**What you will do:** From the material below, set down exactly the lines that run from the one containing "Target: red hoodie with buffalo logo" to the one containing "Reviewer note: every instance of the blazer sleeve", minus the pictures.
Top of Records for the task
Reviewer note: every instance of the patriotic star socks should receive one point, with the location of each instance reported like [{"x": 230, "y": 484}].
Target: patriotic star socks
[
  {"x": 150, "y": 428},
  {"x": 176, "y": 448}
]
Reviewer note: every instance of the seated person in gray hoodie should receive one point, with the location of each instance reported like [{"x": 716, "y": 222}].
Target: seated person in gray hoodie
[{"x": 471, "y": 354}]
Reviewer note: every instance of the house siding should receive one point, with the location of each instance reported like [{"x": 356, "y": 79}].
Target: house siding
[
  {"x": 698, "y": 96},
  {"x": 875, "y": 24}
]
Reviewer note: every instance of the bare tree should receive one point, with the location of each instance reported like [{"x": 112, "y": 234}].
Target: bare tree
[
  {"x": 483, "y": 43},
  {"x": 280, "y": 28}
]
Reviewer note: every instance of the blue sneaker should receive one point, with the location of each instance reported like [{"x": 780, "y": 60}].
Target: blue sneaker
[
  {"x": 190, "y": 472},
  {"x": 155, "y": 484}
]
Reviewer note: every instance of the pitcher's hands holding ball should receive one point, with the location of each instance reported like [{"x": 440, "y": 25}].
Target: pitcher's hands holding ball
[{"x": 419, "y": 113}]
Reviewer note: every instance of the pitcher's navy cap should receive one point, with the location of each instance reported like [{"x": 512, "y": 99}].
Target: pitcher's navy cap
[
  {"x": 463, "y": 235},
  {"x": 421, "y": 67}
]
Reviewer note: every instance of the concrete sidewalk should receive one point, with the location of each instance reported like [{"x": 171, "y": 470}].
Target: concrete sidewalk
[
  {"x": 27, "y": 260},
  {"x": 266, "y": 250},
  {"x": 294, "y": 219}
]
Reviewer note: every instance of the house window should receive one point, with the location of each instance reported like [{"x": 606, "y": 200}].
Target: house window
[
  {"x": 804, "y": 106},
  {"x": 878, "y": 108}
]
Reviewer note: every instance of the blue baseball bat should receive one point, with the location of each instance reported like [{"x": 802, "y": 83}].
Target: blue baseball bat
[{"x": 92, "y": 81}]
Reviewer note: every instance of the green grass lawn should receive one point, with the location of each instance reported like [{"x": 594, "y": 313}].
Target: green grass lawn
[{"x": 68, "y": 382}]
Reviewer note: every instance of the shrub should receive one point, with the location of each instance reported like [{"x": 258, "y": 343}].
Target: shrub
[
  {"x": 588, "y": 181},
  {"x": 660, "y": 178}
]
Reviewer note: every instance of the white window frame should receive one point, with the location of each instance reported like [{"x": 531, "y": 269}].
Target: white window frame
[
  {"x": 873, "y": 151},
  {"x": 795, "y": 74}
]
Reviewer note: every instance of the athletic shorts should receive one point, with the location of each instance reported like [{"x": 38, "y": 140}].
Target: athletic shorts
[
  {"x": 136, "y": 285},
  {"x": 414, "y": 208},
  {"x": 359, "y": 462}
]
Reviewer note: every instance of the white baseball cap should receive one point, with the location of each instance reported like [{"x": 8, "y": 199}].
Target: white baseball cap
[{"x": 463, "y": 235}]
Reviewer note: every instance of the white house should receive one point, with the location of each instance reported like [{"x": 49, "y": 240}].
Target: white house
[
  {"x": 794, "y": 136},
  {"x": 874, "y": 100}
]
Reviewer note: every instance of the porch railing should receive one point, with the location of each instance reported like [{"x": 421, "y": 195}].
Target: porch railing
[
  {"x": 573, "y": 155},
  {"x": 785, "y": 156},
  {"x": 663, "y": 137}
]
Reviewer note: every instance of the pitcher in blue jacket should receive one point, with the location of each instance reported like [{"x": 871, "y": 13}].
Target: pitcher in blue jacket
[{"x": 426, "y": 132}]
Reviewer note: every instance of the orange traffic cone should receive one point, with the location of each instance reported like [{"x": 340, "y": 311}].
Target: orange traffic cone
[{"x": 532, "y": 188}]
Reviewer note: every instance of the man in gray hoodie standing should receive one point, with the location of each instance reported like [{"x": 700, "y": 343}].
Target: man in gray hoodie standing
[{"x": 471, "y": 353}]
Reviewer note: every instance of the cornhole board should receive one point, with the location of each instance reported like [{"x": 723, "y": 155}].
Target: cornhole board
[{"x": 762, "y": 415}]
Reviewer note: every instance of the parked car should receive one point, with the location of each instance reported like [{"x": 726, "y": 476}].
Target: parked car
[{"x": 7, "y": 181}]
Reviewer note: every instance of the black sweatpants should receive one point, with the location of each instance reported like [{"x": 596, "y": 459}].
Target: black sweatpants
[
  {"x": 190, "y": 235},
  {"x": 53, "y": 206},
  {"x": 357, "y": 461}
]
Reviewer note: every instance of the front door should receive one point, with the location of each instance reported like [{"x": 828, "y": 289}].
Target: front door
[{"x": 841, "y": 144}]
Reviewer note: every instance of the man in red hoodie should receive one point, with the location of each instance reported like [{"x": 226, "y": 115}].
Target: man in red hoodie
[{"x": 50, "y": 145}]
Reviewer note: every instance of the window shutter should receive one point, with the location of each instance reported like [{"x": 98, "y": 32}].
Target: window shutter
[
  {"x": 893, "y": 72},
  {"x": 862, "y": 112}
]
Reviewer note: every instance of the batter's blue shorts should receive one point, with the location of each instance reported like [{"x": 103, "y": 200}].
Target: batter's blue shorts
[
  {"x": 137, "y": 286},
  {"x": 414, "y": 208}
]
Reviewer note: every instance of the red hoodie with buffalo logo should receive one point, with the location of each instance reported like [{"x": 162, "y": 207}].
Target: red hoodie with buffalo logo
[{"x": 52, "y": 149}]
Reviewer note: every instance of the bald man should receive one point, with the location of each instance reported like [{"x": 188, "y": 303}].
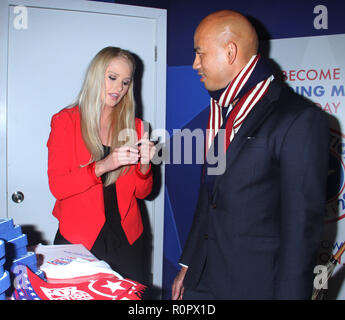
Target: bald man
[{"x": 258, "y": 224}]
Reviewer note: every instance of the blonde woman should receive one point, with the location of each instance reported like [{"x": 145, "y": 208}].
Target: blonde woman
[{"x": 99, "y": 164}]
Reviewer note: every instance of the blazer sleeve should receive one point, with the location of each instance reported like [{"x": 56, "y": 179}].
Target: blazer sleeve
[
  {"x": 66, "y": 178},
  {"x": 304, "y": 167},
  {"x": 197, "y": 231},
  {"x": 143, "y": 182}
]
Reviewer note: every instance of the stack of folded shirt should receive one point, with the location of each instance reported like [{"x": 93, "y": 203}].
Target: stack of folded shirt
[{"x": 16, "y": 256}]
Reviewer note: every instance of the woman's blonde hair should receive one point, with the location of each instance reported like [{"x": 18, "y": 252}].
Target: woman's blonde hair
[{"x": 90, "y": 105}]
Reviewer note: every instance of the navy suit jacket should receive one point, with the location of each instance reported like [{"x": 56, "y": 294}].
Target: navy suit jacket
[{"x": 260, "y": 227}]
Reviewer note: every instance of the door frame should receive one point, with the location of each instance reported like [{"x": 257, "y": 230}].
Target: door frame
[{"x": 160, "y": 16}]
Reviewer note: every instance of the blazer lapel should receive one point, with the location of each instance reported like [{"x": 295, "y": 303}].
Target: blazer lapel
[{"x": 254, "y": 120}]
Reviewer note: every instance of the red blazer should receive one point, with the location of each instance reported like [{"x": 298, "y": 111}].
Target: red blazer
[{"x": 78, "y": 191}]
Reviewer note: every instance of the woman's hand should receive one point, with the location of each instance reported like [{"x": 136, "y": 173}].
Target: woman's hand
[
  {"x": 119, "y": 157},
  {"x": 147, "y": 150}
]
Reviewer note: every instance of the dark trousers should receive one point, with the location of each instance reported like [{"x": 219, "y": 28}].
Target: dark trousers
[{"x": 201, "y": 291}]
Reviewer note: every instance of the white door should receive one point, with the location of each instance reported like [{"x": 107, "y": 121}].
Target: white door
[{"x": 46, "y": 48}]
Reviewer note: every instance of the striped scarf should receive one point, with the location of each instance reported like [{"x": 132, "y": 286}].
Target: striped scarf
[{"x": 248, "y": 87}]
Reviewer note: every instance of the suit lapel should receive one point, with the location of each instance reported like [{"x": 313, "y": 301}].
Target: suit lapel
[{"x": 253, "y": 121}]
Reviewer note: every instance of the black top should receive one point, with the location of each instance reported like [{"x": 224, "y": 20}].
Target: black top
[{"x": 111, "y": 244}]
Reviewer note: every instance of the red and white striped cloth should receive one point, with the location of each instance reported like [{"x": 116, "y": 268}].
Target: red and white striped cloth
[{"x": 241, "y": 108}]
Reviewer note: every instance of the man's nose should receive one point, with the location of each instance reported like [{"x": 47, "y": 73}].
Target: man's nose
[{"x": 196, "y": 63}]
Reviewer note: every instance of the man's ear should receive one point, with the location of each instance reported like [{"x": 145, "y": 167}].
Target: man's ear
[{"x": 231, "y": 51}]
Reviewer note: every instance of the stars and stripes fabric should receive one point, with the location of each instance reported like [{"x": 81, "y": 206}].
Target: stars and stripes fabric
[
  {"x": 100, "y": 286},
  {"x": 246, "y": 89}
]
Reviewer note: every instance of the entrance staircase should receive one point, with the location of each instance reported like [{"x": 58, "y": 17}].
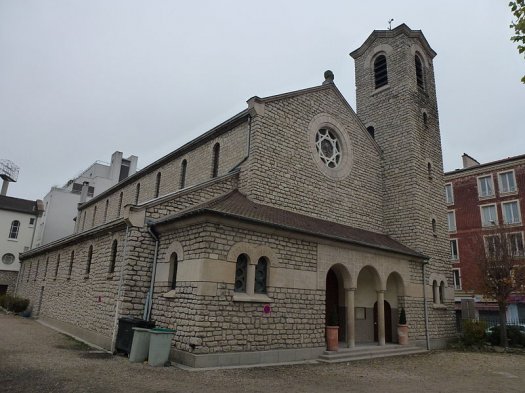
Bottom of Records for the task
**Completed task:**
Target: red hoodie with buffalo logo
[{"x": 52, "y": 149}]
Reviewer note: every instance of the bald man should receive one point, with the location of each instance reported like [{"x": 188, "y": 303}].
Target: bald man
[{"x": 258, "y": 224}]
Reviewer note: every instance of the blonde woman should receive one point, with the location of each instance reported like [{"x": 145, "y": 208}].
Target: blonde woman
[{"x": 99, "y": 164}]
Reviewer note: every instance of the blazer sleeve should receive one point, with the location of each instance reported like [{"x": 56, "y": 179}].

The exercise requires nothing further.